Permintaan:
Salin tanpa perubahan bagian teks tentang kode etik di bawah ini yang diawali kata-kata "- Kode Etik" dan diakhiri "berperilaku.".

Teks yang Diberikan:
+ + + + +

Sedangkan definisi yang lebih khusus lagi, profesi ditandai oleh tiga unsur penting
yaitu pekerjaan, pendidikan atau keterampilan khusus, dan adanya komitmen
moral/nilai-nilai etis.
- Kode Etik
Kode
etik adalah suatu sistem norma, nilai & juga aturan profesional tertulis
yang secara tegas menyatakan apa yang benar & baik & apa yang tidak
benar & tidak baik bagi profesional. Kode etik menyatakan perbuatan apa
saja yang benar / salah, perbuatan apa yang harus dilakukan & perbuatan apa
yang harus dihindari. Atau secara singkatnya definisi kode etik yaitu suatu
pola aturan, tata cara, tanda, pedoman etis ketika melakukan suatu kegiatan /
suatu pekerjaan. Kode etik merupakan pola aturan / tata cara sebagai pedoman
berperilaku.

+ + + + +

Catatan dari sebuah dataset

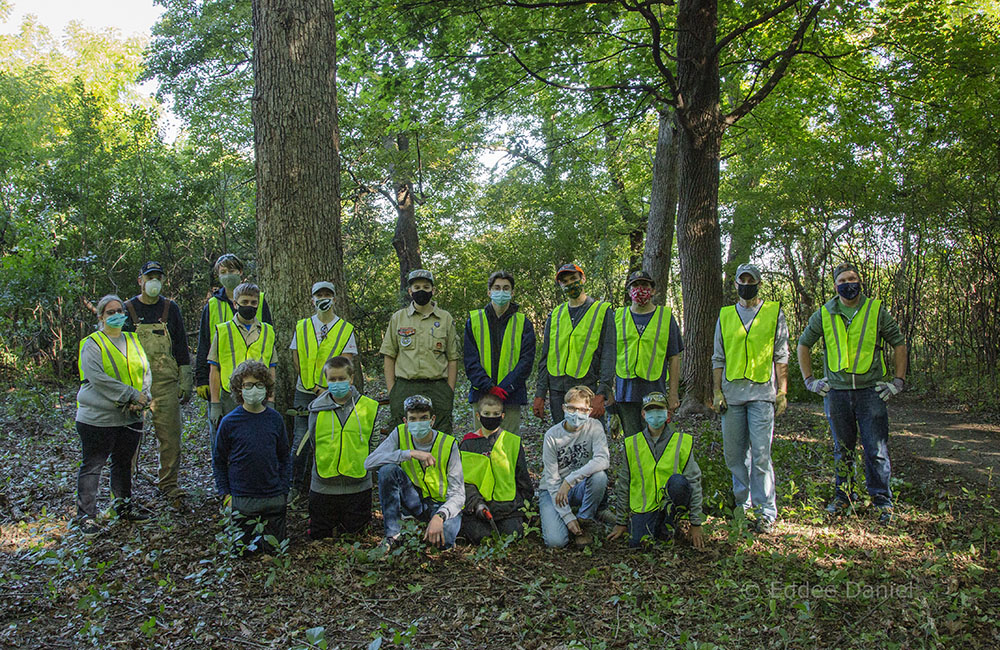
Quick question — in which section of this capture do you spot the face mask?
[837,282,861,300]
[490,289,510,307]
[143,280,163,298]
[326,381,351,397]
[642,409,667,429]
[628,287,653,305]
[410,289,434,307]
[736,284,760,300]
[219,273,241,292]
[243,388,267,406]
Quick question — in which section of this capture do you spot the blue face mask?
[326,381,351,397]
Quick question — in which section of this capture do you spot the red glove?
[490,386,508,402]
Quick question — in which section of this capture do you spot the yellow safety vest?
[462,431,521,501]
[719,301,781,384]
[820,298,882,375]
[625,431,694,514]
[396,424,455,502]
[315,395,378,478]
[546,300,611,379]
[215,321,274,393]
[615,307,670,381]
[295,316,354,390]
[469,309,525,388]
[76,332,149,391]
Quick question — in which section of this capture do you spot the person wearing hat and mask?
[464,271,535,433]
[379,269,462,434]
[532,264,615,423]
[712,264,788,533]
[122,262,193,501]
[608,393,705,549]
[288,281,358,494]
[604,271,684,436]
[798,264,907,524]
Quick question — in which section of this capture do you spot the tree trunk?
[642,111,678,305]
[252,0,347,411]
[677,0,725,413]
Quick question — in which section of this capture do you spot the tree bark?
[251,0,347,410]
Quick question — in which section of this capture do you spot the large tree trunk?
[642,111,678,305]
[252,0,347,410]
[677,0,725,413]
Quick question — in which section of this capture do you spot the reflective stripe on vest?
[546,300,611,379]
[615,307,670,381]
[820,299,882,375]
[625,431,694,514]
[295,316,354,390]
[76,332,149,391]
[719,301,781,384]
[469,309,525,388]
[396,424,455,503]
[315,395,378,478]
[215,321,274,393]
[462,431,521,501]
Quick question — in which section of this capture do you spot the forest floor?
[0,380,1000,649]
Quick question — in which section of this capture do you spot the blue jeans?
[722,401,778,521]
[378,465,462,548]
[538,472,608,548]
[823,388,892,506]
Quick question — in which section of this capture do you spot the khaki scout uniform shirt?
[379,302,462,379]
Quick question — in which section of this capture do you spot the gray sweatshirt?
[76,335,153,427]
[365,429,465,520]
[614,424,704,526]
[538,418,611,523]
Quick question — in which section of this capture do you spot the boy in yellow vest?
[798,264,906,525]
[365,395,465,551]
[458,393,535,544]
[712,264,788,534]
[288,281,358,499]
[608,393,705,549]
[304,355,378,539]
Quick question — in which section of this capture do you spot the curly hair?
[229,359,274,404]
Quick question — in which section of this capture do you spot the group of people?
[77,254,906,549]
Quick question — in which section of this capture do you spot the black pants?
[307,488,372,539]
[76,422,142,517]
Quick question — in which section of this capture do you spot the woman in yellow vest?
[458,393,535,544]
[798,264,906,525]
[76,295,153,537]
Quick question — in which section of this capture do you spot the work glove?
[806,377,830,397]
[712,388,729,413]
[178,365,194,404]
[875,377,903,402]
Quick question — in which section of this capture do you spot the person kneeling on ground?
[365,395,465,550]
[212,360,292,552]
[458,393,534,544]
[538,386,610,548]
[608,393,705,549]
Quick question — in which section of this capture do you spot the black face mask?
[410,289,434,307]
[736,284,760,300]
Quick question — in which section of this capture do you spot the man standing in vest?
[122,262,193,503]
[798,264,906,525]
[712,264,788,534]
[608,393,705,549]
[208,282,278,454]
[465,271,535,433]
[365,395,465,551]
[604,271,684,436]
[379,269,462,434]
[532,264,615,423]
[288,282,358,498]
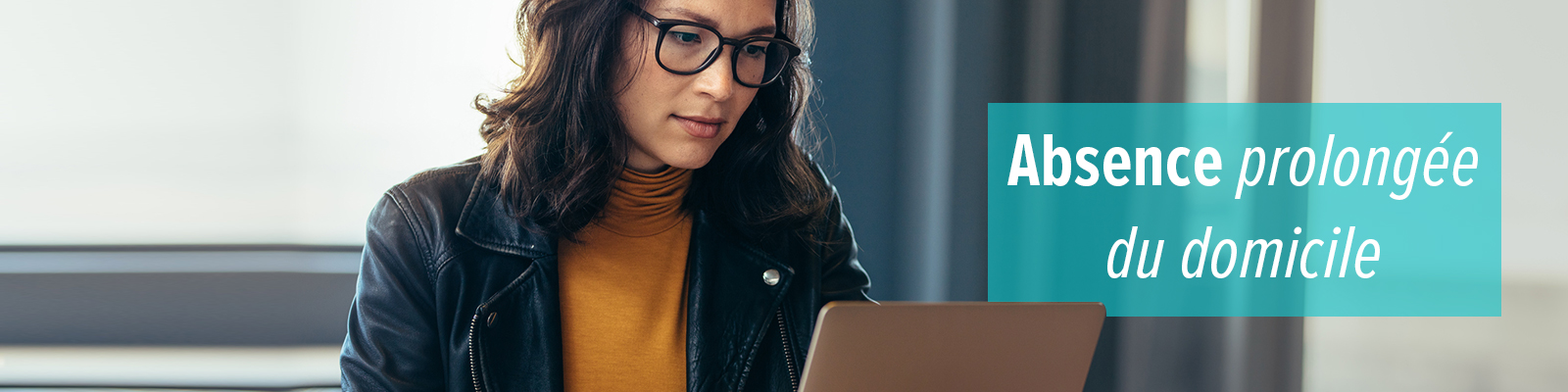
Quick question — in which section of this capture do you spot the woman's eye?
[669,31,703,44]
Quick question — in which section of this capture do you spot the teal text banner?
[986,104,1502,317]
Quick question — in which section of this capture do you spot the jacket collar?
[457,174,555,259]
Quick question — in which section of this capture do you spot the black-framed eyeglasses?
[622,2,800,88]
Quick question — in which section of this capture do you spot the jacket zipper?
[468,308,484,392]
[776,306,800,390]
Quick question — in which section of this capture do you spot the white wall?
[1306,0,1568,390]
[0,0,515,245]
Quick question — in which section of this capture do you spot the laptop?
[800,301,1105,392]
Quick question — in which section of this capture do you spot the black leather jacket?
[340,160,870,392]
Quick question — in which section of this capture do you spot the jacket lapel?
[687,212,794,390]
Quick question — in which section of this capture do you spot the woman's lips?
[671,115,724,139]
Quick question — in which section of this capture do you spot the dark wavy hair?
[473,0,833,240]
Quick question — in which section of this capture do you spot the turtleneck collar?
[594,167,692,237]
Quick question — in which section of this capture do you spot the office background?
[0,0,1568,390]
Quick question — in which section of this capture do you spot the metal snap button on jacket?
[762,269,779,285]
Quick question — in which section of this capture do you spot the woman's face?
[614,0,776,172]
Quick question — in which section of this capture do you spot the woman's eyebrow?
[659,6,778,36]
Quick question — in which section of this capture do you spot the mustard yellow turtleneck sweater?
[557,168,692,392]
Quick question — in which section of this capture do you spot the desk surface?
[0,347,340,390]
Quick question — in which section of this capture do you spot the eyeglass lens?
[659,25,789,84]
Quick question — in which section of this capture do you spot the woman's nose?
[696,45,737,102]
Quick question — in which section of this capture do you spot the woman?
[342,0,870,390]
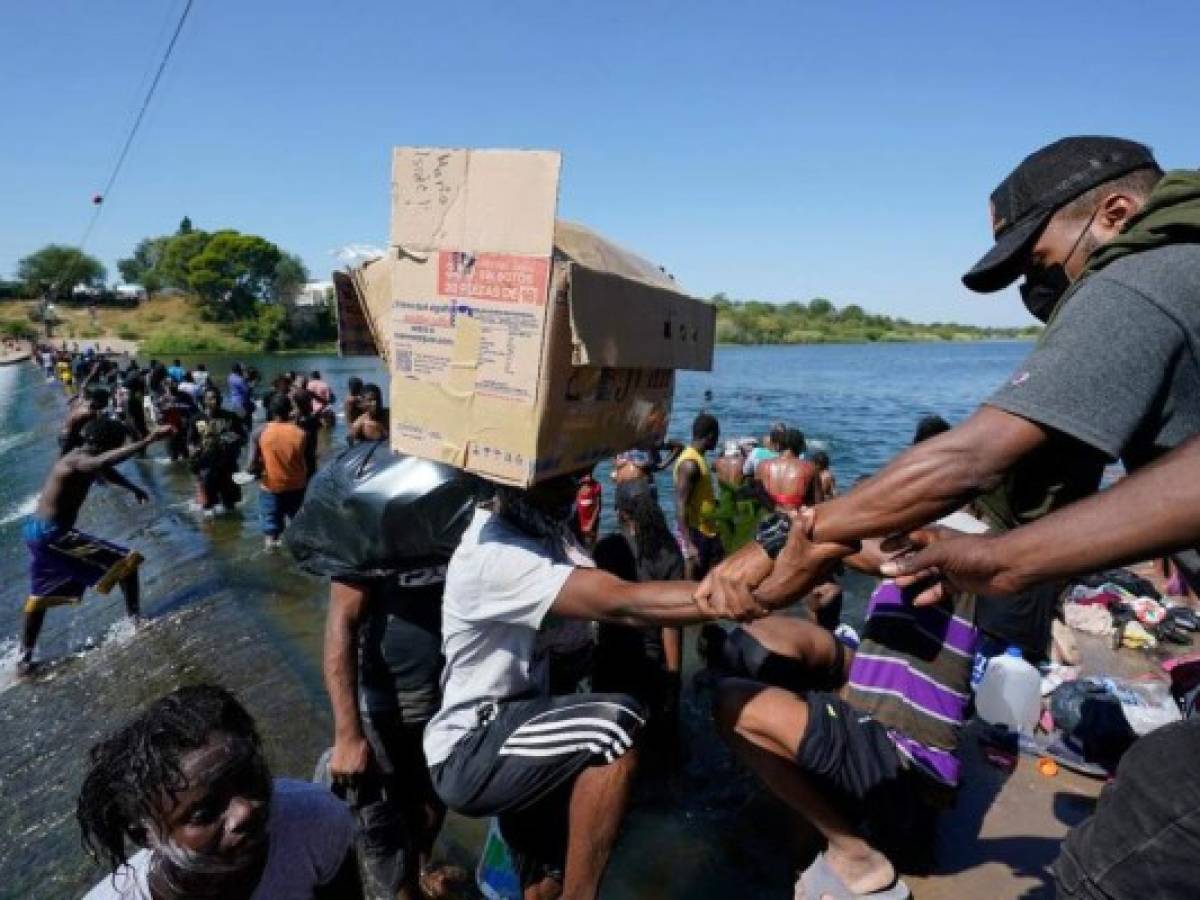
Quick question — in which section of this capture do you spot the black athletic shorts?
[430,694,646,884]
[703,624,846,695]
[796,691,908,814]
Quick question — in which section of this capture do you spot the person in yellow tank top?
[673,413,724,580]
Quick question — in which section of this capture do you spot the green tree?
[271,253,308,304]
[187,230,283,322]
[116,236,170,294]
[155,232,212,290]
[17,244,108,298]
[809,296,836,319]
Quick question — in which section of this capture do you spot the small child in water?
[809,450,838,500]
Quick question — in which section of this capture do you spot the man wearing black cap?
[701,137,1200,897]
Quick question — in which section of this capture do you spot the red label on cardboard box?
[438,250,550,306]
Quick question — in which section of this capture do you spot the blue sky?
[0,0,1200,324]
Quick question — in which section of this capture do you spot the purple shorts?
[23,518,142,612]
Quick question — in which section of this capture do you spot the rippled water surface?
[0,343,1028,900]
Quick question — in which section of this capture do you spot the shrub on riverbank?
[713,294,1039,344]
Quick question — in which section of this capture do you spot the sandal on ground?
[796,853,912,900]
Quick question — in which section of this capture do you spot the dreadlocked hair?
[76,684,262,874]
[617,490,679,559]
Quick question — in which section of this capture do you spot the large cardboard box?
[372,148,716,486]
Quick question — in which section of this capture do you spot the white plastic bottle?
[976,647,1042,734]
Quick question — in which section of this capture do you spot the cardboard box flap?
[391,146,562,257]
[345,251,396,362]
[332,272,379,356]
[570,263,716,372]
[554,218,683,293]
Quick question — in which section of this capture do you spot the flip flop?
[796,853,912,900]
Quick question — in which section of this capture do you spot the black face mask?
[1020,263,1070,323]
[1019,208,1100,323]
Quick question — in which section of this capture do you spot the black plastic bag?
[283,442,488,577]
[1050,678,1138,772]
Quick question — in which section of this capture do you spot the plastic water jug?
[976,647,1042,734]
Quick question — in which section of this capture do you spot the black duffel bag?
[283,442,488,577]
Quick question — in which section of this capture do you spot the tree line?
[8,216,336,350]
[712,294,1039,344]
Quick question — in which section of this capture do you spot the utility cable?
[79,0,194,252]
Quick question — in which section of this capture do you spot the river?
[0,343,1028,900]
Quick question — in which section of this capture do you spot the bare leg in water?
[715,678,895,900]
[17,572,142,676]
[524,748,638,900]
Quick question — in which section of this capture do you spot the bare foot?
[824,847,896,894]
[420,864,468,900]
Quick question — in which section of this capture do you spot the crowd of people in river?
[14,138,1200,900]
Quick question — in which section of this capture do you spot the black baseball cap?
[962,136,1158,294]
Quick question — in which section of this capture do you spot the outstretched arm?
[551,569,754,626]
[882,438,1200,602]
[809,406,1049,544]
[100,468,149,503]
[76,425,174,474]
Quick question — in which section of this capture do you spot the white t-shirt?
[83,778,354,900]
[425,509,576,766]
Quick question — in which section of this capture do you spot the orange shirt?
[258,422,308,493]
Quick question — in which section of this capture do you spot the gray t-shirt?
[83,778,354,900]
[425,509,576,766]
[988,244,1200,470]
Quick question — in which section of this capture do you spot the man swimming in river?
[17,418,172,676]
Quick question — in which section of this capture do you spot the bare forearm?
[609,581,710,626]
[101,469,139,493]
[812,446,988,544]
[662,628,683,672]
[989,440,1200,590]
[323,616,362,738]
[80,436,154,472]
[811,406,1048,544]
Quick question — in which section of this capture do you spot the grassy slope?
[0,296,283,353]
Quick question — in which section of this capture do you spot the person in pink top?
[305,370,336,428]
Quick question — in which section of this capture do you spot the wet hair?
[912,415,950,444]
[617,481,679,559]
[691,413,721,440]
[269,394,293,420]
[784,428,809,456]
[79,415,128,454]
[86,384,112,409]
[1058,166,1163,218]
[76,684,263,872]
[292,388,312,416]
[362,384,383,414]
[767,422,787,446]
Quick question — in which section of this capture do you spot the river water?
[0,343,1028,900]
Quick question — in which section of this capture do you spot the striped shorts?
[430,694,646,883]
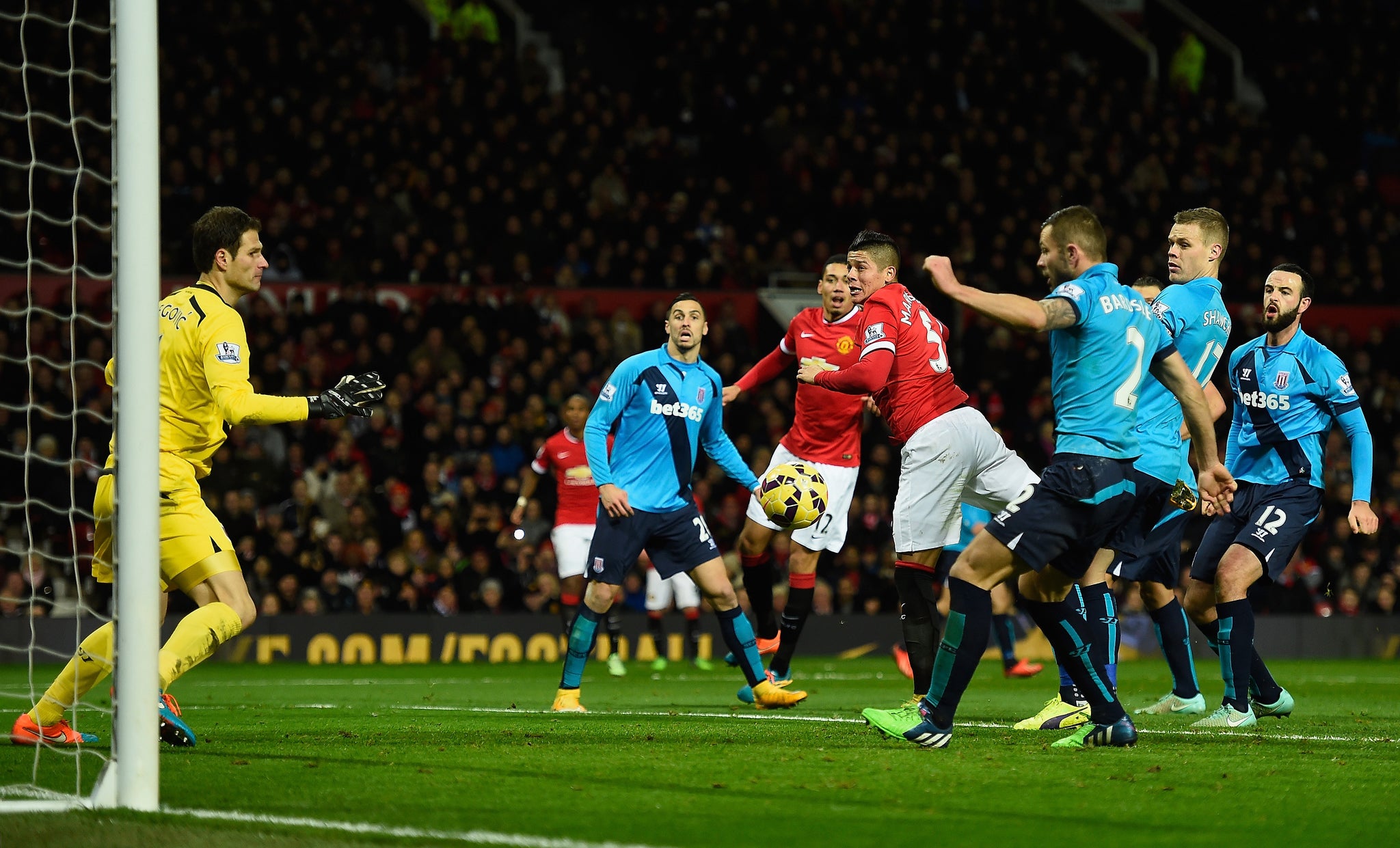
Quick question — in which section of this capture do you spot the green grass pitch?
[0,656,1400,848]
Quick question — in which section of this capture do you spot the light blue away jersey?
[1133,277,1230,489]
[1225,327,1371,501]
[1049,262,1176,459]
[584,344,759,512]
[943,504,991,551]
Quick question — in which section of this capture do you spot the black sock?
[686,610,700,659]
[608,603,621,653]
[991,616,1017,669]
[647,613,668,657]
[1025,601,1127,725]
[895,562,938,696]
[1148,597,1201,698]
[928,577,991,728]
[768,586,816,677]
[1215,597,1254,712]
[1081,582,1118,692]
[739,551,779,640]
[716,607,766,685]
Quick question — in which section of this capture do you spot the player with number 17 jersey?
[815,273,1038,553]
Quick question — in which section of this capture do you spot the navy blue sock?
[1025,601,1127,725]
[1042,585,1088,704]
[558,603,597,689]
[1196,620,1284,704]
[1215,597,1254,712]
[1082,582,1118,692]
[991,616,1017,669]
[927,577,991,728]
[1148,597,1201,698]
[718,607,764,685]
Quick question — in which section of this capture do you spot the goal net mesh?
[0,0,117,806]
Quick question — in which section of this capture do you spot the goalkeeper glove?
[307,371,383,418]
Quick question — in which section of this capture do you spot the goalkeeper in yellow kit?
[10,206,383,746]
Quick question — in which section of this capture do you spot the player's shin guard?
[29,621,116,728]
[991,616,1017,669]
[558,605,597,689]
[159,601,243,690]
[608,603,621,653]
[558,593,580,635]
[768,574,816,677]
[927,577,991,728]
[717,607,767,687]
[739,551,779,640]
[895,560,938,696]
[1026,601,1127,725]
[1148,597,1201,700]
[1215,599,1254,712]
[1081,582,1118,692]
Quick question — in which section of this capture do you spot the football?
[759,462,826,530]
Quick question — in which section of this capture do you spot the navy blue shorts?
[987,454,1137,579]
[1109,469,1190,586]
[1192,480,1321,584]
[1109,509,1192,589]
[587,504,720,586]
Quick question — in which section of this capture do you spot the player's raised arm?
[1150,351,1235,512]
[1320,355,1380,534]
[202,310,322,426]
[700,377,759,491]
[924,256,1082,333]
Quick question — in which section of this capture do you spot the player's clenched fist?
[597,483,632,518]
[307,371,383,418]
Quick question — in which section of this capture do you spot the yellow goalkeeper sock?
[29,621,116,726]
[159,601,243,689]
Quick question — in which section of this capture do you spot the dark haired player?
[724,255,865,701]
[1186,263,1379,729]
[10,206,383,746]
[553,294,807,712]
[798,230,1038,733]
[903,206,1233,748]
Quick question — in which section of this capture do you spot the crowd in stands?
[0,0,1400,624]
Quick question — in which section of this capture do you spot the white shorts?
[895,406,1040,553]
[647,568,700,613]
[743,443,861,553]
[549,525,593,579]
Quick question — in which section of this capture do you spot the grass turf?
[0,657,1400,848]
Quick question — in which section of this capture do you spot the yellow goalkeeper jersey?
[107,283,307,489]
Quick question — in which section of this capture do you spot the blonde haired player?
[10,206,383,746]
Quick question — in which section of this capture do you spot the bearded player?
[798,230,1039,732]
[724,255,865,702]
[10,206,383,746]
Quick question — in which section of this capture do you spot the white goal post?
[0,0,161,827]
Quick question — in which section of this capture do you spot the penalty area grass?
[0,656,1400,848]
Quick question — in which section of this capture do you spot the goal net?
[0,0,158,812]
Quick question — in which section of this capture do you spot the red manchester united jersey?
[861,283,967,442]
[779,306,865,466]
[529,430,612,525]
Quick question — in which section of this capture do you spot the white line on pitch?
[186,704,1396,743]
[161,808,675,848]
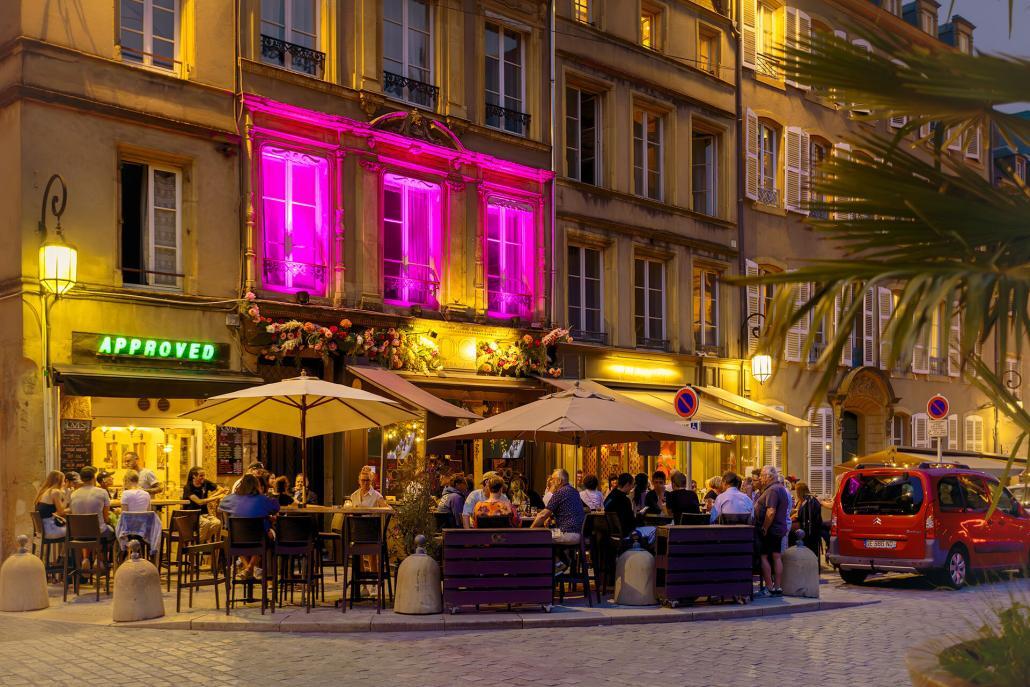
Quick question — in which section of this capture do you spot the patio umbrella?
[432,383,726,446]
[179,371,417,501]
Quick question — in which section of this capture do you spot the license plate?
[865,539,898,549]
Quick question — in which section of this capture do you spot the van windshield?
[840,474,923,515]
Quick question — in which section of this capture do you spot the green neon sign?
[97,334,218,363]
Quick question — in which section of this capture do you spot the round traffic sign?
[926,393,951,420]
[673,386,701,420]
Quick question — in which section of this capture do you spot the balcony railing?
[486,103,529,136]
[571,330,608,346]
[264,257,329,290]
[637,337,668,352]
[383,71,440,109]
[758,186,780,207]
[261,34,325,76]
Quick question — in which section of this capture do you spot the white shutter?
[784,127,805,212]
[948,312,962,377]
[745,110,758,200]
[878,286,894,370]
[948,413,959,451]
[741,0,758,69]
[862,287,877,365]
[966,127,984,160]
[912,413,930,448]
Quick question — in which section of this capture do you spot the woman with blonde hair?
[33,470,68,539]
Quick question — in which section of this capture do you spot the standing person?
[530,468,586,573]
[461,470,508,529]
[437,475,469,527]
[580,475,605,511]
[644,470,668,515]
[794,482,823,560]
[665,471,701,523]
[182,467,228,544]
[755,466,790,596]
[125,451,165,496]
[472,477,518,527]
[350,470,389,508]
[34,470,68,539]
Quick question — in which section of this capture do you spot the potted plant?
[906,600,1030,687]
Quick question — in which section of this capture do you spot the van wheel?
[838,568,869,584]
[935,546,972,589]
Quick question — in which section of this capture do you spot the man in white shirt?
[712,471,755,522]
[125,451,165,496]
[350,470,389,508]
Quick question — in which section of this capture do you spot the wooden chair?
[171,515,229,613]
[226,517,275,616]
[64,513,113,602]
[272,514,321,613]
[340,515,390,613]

+ + + + +

Jawaban Tugas:
- Kode Etik
Kode
etik adalah suatu sistem norma, nilai & juga aturan profesional tertulis
yang secara tegas menyatakan apa yang benar & baik & apa yang tidak
benar & tidak baik bagi profesional. Kode etik menyatakan perbuatan apa
saja yang benar / salah, perbuatan apa yang harus dilakukan & perbuatan apa
yang harus dihindari. Atau secara singkatnya definisi kode etik yaitu suatu
pola aturan, tata cara, tanda, pedoman etis ketika melakukan suatu kegiatan /
suatu pekerjaan. Kode etik merupakan pola aturan / tata cara sebagai pedoman
berperilaku.